Report the number of lines in the data where the word "hair" appears, and add no other text.

*** Opening Data to examine ***

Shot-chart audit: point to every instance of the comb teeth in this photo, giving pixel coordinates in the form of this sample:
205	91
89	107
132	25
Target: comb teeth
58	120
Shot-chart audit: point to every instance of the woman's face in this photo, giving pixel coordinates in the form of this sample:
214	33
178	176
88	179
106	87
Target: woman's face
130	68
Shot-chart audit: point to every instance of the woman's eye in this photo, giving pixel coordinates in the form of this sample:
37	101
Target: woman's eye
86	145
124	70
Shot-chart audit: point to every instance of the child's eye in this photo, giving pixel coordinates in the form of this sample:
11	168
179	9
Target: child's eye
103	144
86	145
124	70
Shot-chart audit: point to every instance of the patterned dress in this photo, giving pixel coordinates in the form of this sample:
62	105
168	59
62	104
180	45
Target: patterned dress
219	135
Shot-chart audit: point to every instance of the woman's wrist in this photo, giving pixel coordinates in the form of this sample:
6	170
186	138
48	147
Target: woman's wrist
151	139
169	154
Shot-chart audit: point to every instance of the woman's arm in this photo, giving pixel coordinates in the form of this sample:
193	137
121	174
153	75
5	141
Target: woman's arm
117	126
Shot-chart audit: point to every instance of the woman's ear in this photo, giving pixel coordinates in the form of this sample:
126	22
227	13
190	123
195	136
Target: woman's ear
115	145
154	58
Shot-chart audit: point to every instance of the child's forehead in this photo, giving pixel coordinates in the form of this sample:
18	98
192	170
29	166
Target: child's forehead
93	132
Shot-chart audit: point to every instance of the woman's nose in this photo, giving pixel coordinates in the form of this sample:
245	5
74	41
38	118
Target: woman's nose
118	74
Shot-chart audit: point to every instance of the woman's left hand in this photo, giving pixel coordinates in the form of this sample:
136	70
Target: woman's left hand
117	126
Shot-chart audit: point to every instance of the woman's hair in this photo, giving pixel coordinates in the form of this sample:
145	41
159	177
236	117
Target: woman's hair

*** Closing Data to examine ***

### Exercise result
2